[Data to use start]
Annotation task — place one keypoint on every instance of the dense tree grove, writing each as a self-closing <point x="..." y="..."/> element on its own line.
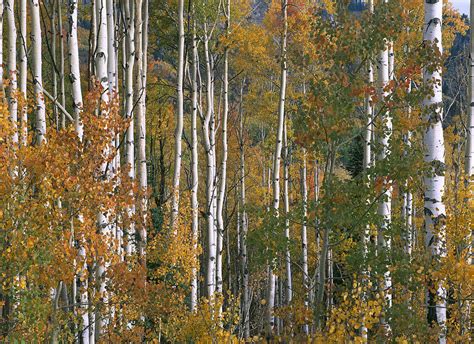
<point x="236" y="171"/>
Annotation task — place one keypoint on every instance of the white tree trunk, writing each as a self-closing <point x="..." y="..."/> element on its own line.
<point x="469" y="161"/>
<point x="223" y="176"/>
<point x="129" y="10"/>
<point x="75" y="68"/>
<point x="23" y="71"/>
<point x="179" y="116"/>
<point x="37" y="71"/>
<point x="141" y="125"/>
<point x="244" y="225"/>
<point x="435" y="212"/>
<point x="385" y="203"/>
<point x="304" y="238"/>
<point x="12" y="71"/>
<point x="286" y="202"/>
<point x="194" y="168"/>
<point x="207" y="127"/>
<point x="277" y="159"/>
<point x="2" y="87"/>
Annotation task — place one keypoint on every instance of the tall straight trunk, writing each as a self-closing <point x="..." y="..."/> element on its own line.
<point x="100" y="59"/>
<point x="12" y="72"/>
<point x="141" y="127"/>
<point x="304" y="238"/>
<point x="286" y="202"/>
<point x="244" y="224"/>
<point x="77" y="105"/>
<point x="469" y="161"/>
<point x="277" y="159"/>
<point x="385" y="204"/>
<point x="179" y="115"/>
<point x="194" y="167"/>
<point x="23" y="70"/>
<point x="37" y="71"/>
<point x="75" y="75"/>
<point x="111" y="42"/>
<point x="61" y="95"/>
<point x="2" y="86"/>
<point x="208" y="128"/>
<point x="223" y="176"/>
<point x="129" y="10"/>
<point x="435" y="211"/>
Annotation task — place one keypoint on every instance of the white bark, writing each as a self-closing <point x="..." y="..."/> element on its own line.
<point x="223" y="176"/>
<point x="179" y="116"/>
<point x="75" y="75"/>
<point x="277" y="158"/>
<point x="385" y="203"/>
<point x="12" y="71"/>
<point x="304" y="238"/>
<point x="208" y="128"/>
<point x="23" y="71"/>
<point x="469" y="161"/>
<point x="1" y="46"/>
<point x="244" y="225"/>
<point x="286" y="201"/>
<point x="435" y="212"/>
<point x="194" y="168"/>
<point x="129" y="10"/>
<point x="141" y="126"/>
<point x="37" y="71"/>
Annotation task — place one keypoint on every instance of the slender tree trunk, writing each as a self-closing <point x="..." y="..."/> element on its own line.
<point x="37" y="71"/>
<point x="223" y="176"/>
<point x="62" y="95"/>
<point x="210" y="179"/>
<point x="12" y="71"/>
<point x="277" y="159"/>
<point x="75" y="75"/>
<point x="179" y="116"/>
<point x="100" y="59"/>
<point x="23" y="70"/>
<point x="385" y="204"/>
<point x="469" y="161"/>
<point x="195" y="171"/>
<point x="435" y="212"/>
<point x="244" y="224"/>
<point x="286" y="202"/>
<point x="304" y="238"/>
<point x="129" y="10"/>
<point x="141" y="128"/>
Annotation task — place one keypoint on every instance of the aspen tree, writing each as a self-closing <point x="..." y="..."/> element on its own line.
<point x="469" y="161"/>
<point x="195" y="163"/>
<point x="208" y="134"/>
<point x="141" y="126"/>
<point x="435" y="211"/>
<point x="37" y="72"/>
<point x="244" y="223"/>
<point x="179" y="116"/>
<point x="2" y="86"/>
<point x="75" y="75"/>
<point x="286" y="203"/>
<point x="12" y="71"/>
<point x="100" y="62"/>
<point x="223" y="175"/>
<point x="129" y="10"/>
<point x="304" y="238"/>
<point x="23" y="71"/>
<point x="385" y="204"/>
<point x="277" y="159"/>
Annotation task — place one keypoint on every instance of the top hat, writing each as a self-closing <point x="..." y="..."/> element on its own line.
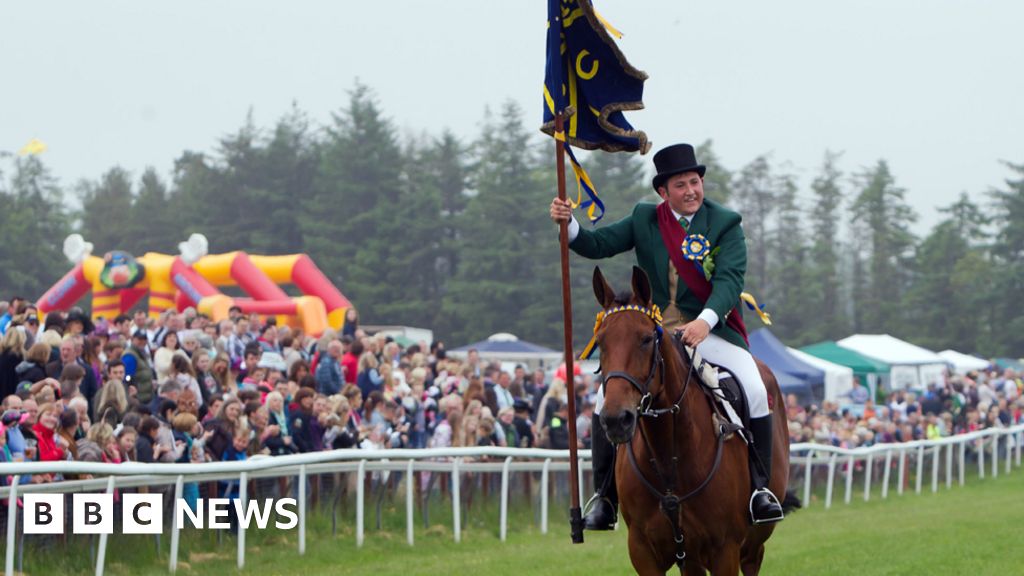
<point x="81" y="318"/>
<point x="675" y="160"/>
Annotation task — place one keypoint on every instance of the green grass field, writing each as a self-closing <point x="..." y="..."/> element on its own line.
<point x="969" y="530"/>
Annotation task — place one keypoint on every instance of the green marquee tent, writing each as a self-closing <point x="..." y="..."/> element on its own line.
<point x="836" y="354"/>
<point x="870" y="371"/>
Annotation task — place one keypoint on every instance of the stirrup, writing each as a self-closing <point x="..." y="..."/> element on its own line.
<point x="775" y="512"/>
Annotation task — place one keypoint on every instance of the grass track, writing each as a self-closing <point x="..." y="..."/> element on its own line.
<point x="970" y="530"/>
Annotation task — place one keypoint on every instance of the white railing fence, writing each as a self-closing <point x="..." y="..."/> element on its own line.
<point x="990" y="450"/>
<point x="949" y="455"/>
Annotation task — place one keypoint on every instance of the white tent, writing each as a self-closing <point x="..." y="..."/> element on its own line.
<point x="910" y="366"/>
<point x="839" y="379"/>
<point x="964" y="363"/>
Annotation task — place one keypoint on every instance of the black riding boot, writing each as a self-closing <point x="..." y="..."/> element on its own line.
<point x="765" y="507"/>
<point x="604" y="511"/>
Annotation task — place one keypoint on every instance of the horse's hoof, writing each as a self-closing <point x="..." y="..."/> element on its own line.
<point x="765" y="507"/>
<point x="602" y="517"/>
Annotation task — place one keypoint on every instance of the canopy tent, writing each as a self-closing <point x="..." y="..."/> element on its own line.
<point x="910" y="366"/>
<point x="1012" y="363"/>
<point x="769" y="350"/>
<point x="507" y="347"/>
<point x="839" y="378"/>
<point x="964" y="363"/>
<point x="868" y="370"/>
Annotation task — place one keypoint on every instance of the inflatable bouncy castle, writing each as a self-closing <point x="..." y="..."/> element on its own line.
<point x="193" y="278"/>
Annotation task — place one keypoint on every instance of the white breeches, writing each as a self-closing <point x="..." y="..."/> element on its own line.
<point x="740" y="363"/>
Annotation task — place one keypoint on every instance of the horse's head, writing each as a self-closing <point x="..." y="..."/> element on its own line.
<point x="629" y="335"/>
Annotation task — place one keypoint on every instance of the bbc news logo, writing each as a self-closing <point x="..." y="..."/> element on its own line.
<point x="143" y="513"/>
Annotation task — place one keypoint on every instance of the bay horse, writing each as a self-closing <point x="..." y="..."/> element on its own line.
<point x="683" y="482"/>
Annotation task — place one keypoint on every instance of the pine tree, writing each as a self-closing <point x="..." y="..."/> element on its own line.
<point x="33" y="225"/>
<point x="152" y="227"/>
<point x="881" y="220"/>
<point x="107" y="210"/>
<point x="508" y="273"/>
<point x="1007" y="320"/>
<point x="952" y="283"/>
<point x="356" y="186"/>
<point x="787" y="292"/>
<point x="823" y="278"/>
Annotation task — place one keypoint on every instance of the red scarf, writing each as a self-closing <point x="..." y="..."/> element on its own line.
<point x="674" y="236"/>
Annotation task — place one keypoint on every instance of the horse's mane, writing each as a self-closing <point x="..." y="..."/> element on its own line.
<point x="624" y="298"/>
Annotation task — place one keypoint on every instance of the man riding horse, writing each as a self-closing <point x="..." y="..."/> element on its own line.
<point x="702" y="323"/>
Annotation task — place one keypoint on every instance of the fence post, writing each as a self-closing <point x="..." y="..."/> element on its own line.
<point x="1010" y="451"/>
<point x="921" y="467"/>
<point x="981" y="457"/>
<point x="503" y="530"/>
<point x="243" y="489"/>
<point x="832" y="477"/>
<point x="962" y="469"/>
<point x="11" y="526"/>
<point x="850" y="467"/>
<point x="885" y="474"/>
<point x="101" y="549"/>
<point x="360" y="496"/>
<point x="410" y="501"/>
<point x="580" y="479"/>
<point x="995" y="455"/>
<point x="867" y="476"/>
<point x="545" y="472"/>
<point x="807" y="478"/>
<point x="1020" y="438"/>
<point x="902" y="471"/>
<point x="456" y="501"/>
<point x="175" y="529"/>
<point x="302" y="509"/>
<point x="949" y="466"/>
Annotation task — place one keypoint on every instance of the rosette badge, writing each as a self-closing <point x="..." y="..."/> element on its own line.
<point x="695" y="247"/>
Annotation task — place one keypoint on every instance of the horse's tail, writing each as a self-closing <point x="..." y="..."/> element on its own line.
<point x="792" y="501"/>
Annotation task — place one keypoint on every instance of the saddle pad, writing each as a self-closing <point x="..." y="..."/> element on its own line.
<point x="710" y="375"/>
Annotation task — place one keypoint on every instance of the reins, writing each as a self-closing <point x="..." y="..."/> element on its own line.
<point x="669" y="501"/>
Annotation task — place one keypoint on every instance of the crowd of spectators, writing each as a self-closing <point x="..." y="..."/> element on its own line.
<point x="960" y="404"/>
<point x="183" y="388"/>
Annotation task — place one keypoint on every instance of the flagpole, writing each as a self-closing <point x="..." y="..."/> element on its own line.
<point x="576" y="517"/>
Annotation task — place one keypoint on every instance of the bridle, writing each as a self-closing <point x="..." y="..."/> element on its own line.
<point x="670" y="502"/>
<point x="656" y="367"/>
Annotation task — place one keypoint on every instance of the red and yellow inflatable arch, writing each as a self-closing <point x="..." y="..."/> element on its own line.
<point x="192" y="279"/>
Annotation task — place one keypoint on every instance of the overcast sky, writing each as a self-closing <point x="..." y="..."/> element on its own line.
<point x="932" y="86"/>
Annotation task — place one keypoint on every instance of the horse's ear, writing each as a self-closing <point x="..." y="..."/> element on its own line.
<point x="641" y="286"/>
<point x="605" y="295"/>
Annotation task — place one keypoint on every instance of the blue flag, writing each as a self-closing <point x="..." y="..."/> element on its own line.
<point x="589" y="80"/>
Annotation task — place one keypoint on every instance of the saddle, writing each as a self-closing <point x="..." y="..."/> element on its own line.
<point x="723" y="389"/>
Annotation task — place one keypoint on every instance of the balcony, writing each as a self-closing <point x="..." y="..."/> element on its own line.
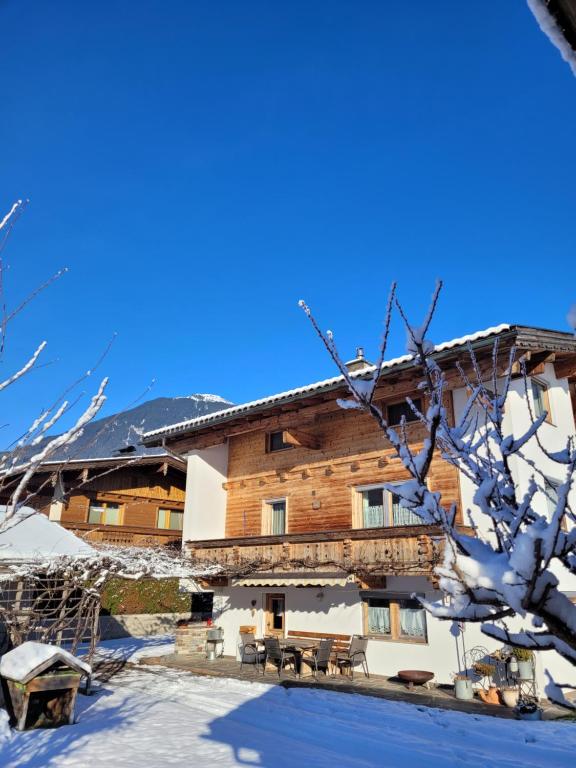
<point x="124" y="535"/>
<point x="407" y="550"/>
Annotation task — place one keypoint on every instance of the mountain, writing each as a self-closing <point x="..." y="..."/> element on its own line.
<point x="120" y="434"/>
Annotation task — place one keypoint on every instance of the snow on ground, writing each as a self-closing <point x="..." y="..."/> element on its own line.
<point x="156" y="717"/>
<point x="134" y="648"/>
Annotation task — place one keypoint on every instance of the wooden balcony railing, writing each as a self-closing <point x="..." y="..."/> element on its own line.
<point x="410" y="550"/>
<point x="126" y="535"/>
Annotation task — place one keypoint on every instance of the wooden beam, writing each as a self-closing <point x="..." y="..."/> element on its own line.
<point x="301" y="439"/>
<point x="565" y="368"/>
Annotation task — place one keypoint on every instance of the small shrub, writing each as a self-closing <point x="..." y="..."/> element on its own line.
<point x="144" y="596"/>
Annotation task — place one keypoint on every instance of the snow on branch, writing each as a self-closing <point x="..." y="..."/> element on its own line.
<point x="549" y="26"/>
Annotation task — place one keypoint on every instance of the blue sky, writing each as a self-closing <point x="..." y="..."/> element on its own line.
<point x="200" y="167"/>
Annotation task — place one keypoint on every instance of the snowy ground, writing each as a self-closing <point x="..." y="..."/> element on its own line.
<point x="158" y="717"/>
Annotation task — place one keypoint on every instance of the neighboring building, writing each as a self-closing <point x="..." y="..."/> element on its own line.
<point x="287" y="493"/>
<point x="107" y="487"/>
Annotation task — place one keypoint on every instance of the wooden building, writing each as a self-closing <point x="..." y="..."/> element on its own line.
<point x="287" y="494"/>
<point x="132" y="501"/>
[Data to use end]
Give back the lines of the listing from the one with "of the snowy" through the end, both included, exactly as written and with nothing added.

> Written response
Annotation task — place one keypoint on every instance of the snowy ground, writing each as a self-closing <point x="..." y="..."/> element on its own line.
<point x="158" y="717"/>
Annotation task — place one keypoint on every instance of the neighboring building, writing each as a self-closing <point x="..." y="..."/> element on its own line.
<point x="287" y="493"/>
<point x="107" y="487"/>
Annotation task — place one keypoint on every instance of the wooden building, writing each as a self-closing <point x="..." y="..."/> element on its own line.
<point x="287" y="494"/>
<point x="132" y="501"/>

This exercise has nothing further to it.